# Problem
Take the line that contains "the golden cottonwood" as the first line and the final line of the records as the last; return exactly those lines and the lines between.

(Photo object pointing records)

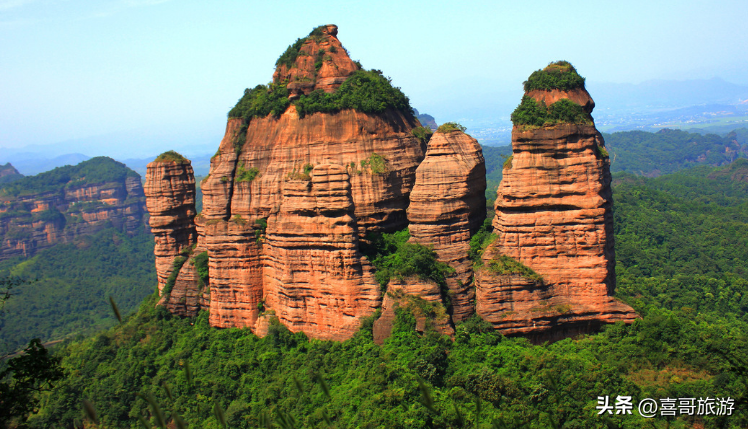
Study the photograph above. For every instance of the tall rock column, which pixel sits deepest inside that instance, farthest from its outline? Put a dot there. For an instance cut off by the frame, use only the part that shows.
(554, 216)
(170, 199)
(447, 206)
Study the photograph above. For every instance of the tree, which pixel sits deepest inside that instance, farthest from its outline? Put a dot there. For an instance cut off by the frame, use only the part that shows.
(33, 371)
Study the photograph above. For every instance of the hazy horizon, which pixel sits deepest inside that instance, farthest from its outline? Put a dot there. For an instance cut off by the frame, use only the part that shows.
(168, 71)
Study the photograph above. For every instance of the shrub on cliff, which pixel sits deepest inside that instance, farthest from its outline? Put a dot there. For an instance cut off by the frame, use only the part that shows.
(244, 174)
(530, 112)
(559, 75)
(448, 127)
(288, 58)
(394, 256)
(170, 156)
(365, 91)
(261, 101)
(506, 265)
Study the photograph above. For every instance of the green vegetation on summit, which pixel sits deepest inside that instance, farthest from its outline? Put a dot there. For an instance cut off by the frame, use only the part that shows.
(680, 247)
(170, 156)
(557, 75)
(288, 58)
(448, 127)
(366, 91)
(564, 111)
(8, 174)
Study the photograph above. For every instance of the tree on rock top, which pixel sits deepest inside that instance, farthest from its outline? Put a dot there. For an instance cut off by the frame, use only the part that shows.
(557, 75)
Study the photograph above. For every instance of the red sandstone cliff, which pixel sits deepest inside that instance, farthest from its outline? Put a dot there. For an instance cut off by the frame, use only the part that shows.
(553, 214)
(311, 181)
(321, 63)
(447, 206)
(289, 199)
(170, 197)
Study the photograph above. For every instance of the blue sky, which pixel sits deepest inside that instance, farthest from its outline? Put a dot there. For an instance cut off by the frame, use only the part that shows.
(170, 70)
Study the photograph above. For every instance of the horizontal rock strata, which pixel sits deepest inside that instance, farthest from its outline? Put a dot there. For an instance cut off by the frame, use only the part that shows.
(170, 197)
(316, 280)
(447, 206)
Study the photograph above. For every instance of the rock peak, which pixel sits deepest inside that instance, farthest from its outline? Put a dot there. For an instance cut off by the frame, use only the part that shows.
(318, 61)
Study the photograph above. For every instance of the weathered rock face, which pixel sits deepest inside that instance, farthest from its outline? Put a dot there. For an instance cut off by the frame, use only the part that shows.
(447, 206)
(553, 214)
(321, 63)
(34, 217)
(279, 148)
(170, 197)
(288, 199)
(316, 279)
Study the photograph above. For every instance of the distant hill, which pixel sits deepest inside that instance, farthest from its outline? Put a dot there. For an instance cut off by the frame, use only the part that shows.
(70, 284)
(646, 154)
(668, 151)
(30, 163)
(9, 174)
(68, 202)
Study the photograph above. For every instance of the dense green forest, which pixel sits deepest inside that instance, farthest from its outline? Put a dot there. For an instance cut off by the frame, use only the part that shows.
(681, 242)
(96, 170)
(646, 154)
(668, 151)
(70, 284)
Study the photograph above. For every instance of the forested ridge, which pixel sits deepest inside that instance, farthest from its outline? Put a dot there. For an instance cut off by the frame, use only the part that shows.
(70, 284)
(681, 243)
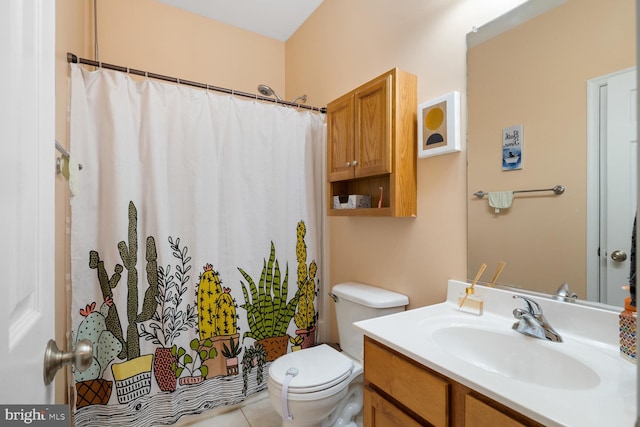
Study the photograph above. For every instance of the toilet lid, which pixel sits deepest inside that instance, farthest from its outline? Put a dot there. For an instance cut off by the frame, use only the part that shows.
(319, 368)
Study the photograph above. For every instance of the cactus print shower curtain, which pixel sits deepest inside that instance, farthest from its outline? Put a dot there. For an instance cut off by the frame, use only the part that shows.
(195, 244)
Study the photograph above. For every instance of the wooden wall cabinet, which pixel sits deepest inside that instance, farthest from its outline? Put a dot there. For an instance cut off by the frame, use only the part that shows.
(400, 392)
(372, 144)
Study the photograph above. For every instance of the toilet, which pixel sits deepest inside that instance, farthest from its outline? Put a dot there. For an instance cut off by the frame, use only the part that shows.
(321, 386)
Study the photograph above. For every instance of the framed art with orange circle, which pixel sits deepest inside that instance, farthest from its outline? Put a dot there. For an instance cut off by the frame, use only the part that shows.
(439, 126)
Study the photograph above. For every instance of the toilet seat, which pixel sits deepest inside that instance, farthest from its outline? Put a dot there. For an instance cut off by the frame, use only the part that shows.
(319, 368)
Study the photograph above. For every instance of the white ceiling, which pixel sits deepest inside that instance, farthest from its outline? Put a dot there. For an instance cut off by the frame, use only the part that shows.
(277, 19)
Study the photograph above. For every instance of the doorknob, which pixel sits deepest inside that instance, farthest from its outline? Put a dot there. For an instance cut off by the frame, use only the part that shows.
(54, 358)
(618, 256)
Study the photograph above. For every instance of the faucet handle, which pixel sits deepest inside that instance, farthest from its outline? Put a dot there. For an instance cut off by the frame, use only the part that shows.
(532, 306)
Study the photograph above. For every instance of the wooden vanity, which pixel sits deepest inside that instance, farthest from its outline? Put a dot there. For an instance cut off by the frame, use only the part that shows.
(400, 392)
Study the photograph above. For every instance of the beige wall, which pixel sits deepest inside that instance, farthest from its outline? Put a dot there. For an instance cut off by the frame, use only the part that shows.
(346, 43)
(536, 75)
(342, 45)
(152, 37)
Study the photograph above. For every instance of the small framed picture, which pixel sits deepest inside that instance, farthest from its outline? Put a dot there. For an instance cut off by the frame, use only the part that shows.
(439, 126)
(512, 140)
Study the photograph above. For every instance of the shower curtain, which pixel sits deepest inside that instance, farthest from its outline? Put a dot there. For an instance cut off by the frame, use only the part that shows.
(195, 244)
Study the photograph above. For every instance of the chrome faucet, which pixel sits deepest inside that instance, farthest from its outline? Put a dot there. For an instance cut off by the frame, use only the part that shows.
(532, 322)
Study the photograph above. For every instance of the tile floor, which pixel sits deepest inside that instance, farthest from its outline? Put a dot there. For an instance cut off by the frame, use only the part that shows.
(256, 412)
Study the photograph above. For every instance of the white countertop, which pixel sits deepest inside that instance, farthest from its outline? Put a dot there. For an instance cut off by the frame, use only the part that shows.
(590, 336)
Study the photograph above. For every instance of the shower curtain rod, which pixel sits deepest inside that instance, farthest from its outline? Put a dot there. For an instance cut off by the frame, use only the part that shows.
(71, 58)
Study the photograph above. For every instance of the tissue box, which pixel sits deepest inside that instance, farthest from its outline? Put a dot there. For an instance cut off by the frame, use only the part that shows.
(352, 201)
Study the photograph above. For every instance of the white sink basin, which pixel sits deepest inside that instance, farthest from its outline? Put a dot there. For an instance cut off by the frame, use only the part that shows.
(582, 381)
(516, 356)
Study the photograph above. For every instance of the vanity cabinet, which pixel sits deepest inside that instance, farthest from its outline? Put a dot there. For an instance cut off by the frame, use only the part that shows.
(372, 143)
(400, 392)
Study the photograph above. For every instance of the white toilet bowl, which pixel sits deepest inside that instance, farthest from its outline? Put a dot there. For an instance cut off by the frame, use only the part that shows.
(326, 389)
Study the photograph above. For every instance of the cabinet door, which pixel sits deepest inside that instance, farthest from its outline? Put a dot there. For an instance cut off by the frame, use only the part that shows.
(379, 412)
(340, 141)
(373, 127)
(480, 414)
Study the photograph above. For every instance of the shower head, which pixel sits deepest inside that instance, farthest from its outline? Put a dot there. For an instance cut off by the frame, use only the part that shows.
(303, 99)
(267, 91)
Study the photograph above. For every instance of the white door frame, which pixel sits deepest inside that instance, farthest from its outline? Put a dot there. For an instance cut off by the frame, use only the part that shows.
(27, 110)
(596, 101)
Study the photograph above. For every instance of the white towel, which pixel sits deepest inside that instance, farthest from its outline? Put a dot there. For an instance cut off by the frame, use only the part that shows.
(500, 199)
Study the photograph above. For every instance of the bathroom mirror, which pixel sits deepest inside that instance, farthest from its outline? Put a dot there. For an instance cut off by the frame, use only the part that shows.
(548, 73)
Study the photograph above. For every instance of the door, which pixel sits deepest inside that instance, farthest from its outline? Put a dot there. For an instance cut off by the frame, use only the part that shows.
(340, 142)
(620, 189)
(27, 214)
(373, 127)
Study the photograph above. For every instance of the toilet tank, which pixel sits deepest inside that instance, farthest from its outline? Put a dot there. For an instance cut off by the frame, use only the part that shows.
(358, 301)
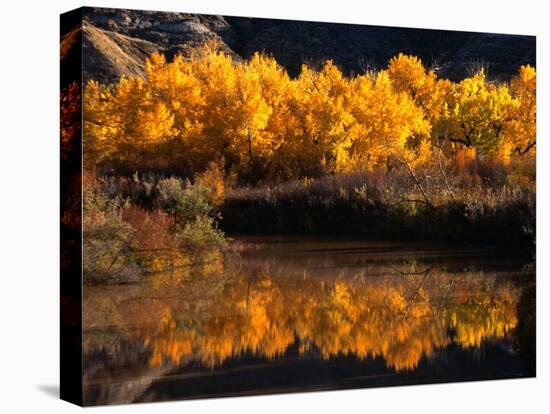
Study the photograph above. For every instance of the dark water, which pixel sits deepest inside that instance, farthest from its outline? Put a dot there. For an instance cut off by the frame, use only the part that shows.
(287, 315)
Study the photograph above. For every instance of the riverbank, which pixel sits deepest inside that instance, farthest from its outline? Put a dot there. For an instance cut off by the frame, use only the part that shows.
(503, 216)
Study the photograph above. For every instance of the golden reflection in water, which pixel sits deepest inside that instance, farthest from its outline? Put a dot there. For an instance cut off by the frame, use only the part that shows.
(399, 316)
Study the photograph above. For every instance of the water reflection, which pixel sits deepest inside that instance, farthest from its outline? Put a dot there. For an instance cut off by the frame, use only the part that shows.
(369, 303)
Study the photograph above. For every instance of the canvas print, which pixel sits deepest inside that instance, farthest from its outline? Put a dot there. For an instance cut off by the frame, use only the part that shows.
(254, 206)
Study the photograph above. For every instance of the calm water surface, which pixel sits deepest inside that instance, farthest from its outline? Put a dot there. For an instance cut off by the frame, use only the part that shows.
(289, 314)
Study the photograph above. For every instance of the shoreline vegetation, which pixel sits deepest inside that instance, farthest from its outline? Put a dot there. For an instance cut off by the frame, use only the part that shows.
(205, 145)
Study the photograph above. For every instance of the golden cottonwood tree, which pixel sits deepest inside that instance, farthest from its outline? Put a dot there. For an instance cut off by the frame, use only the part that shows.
(478, 112)
(520, 130)
(189, 112)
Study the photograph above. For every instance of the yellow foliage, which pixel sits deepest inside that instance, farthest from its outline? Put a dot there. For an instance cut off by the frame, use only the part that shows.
(190, 112)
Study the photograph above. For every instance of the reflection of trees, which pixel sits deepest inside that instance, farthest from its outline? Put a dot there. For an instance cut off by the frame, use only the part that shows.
(399, 316)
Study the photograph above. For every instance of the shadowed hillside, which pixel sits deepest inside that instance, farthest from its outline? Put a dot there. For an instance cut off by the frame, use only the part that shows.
(116, 41)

# Answer to the task
Study the photograph above. For every instance of the golden cottonwood tree, which pixel sits deepest inside that instance, farthest from its outline? Put a dot there. For an instance cut off by the frame, use only the part that shows.
(478, 112)
(520, 130)
(189, 112)
Study the photograph above. For every instance of the yellow foliage, which pixel sits deepest inside that instance, farthest from its outline? Put a dot there. For an instance cut off by the frame, use only the part that shows.
(190, 112)
Study the photograph above. For every instance of the reflection of trees, which pixel sits deepest inside that instance, farthest from its outline? Put a dot there. For an instance cut off by the frame, use only the part that shows.
(399, 316)
Study the photograph above. For every instance of the shadowed hillside, which pixel sits deepest inside that instance, farthest from its outline? Put a dot there. For an instance cut off by the frame, use only the part that shows.
(116, 41)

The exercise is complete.